§ What needs to be done: Copy every record exactly as it stands. Leave the pictures out.
Segment Start: Source material
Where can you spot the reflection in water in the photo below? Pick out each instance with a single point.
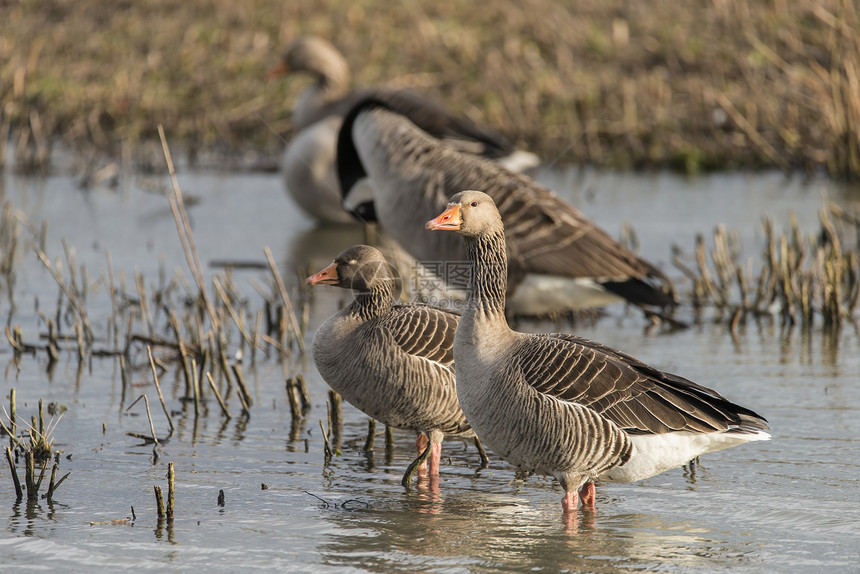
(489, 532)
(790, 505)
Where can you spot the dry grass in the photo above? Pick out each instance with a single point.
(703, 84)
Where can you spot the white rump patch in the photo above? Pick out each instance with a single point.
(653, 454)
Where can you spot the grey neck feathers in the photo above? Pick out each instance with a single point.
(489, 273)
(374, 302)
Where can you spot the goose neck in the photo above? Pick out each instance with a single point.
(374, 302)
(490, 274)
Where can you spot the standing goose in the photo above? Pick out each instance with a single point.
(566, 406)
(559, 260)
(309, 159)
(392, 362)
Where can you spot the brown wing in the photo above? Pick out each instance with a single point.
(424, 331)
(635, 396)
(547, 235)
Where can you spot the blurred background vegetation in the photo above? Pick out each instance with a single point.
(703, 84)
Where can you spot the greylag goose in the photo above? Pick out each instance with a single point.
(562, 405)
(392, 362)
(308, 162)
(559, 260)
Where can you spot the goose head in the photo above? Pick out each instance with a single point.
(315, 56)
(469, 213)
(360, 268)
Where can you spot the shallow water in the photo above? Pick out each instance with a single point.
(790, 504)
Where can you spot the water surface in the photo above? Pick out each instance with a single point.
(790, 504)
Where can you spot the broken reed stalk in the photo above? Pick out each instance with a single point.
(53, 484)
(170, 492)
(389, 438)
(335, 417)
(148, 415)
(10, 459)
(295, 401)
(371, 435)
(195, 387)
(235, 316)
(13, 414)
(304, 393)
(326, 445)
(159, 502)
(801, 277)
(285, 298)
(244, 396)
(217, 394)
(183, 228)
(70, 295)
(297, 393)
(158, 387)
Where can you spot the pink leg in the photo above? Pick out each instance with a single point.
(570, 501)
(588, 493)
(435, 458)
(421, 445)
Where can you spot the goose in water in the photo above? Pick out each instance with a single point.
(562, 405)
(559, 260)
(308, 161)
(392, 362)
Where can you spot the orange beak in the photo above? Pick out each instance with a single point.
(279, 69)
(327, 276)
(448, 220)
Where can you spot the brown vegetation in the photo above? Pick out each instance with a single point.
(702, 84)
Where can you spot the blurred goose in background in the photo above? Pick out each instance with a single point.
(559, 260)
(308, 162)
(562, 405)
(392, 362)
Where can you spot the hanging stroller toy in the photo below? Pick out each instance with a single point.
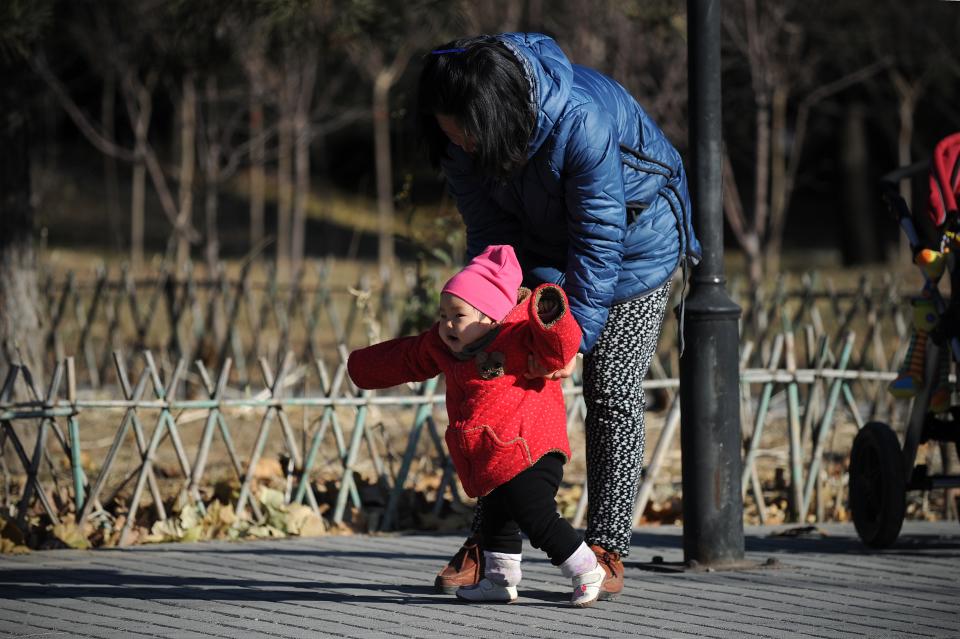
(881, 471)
Segment End: Source material
§ Your response:
Where can you spot the reflection in water in the photo below? Pick out each instance with a single point.
(489, 532)
(790, 505)
Where can you spot the dry grass in the photo above? Pick out each instance with a single point.
(703, 84)
Where can you spot the white rump patch in the photo above? Pick out each instance with a single point.
(653, 454)
Where can you spot the grey neck feathers in the photo above? Pick out each instance with a single point.
(489, 273)
(374, 302)
Where can you spot the goose neck in the photo above? Pick out each instance with a single point.
(374, 302)
(490, 274)
Where can you spot the standing goose in the photo above? Pick out each instance with a single point.
(566, 406)
(559, 260)
(309, 159)
(392, 362)
Where can you spot the brown wing in the photo above? Pick out each instance with a single point.
(424, 331)
(635, 396)
(547, 235)
Where can you spot the blurred background vegetation in the photo above? Pick out each instance with a single point.
(703, 84)
Where can you spot the greylag goose in the photo above? Pick out each instance with a single point.
(562, 405)
(392, 362)
(308, 162)
(559, 260)
Where can you spot the goose head in the photo above? Pick out each instance with a single point.
(315, 56)
(469, 213)
(360, 268)
Where can you spot the shallow water in the photo above? Pick out each instance with a single point.
(790, 504)
Where can you spot the water surface in the photo above? Pick out each instance with a single point.
(790, 504)
Where can you spot the broken reed stalk in the photo above? Pick out each instance with a single point.
(53, 484)
(170, 492)
(389, 438)
(335, 417)
(148, 415)
(10, 459)
(295, 401)
(371, 435)
(195, 387)
(235, 316)
(13, 414)
(304, 393)
(326, 445)
(159, 502)
(801, 277)
(285, 298)
(244, 396)
(217, 394)
(183, 228)
(70, 295)
(297, 393)
(158, 387)
Where can you spot the pink leg in the photo above? Pick out each instance with a single point.
(570, 501)
(588, 493)
(435, 458)
(421, 445)
Where can you spot the goose in water in the photo above? Pick out each instance with a single point.
(562, 405)
(559, 260)
(308, 161)
(392, 362)
Where can you spot the orange beak in the photo above? Pick out each instance with a single point.
(279, 69)
(327, 276)
(448, 220)
Where can you spot the brown vegetation in the photo above? Pick out each instance with a single point.
(702, 84)
Where can you spot the blurred goose in background in the photo above? Pick out each instance with a single point.
(559, 260)
(308, 162)
(562, 405)
(392, 362)
Where can you spot the hanging stroller toy in the photo below? Pick out each instance with a single point.
(881, 471)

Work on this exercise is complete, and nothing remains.